Recast the data below as a JSON list of strings, starting at the line that contains "locate the white" and ending at the line that contains "[1226, 0, 1280, 40]". Give one string per line, leaving out blank lines.

RAW DATA
· · · · ·
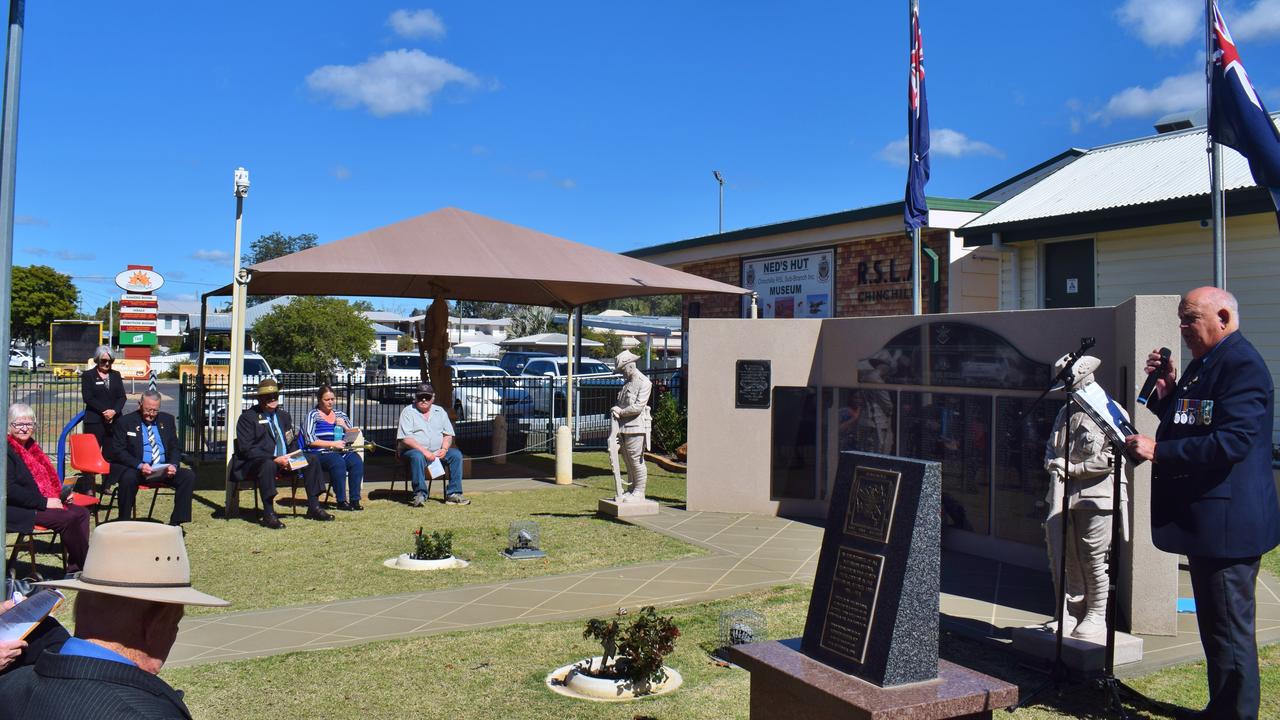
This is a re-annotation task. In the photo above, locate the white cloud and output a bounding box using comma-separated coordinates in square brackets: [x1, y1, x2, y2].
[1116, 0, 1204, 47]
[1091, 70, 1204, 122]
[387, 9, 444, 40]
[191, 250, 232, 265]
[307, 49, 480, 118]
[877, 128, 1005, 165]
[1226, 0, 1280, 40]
· · · · ·
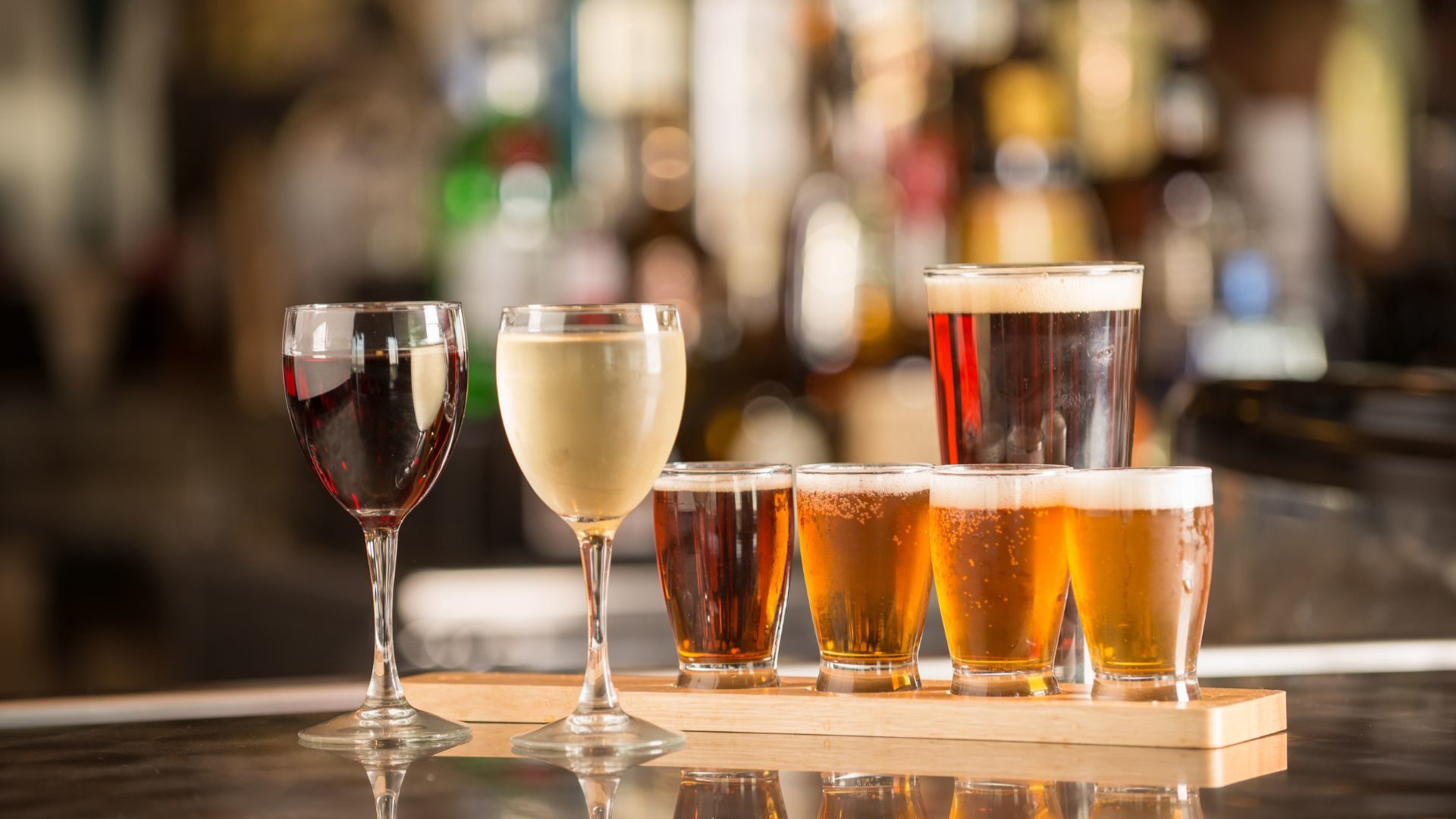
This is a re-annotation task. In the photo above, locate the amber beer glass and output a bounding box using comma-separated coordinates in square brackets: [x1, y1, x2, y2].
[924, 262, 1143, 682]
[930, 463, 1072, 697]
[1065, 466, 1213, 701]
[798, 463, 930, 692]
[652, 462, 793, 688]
· · · · ·
RESPONSE BELOW
[
  "This is a re-annotation task. In the photo above, locate the white cloud and output a bounding box using comma-separated coordinates in square brackets: [x1, y1, x2, y2].",
  "[1116, 0, 1204, 47]",
  "[1091, 70, 1204, 122]",
  "[387, 9, 444, 40]",
  "[191, 250, 232, 265]",
  "[307, 49, 480, 118]",
  "[877, 128, 1005, 165]",
  "[1226, 0, 1280, 40]"
]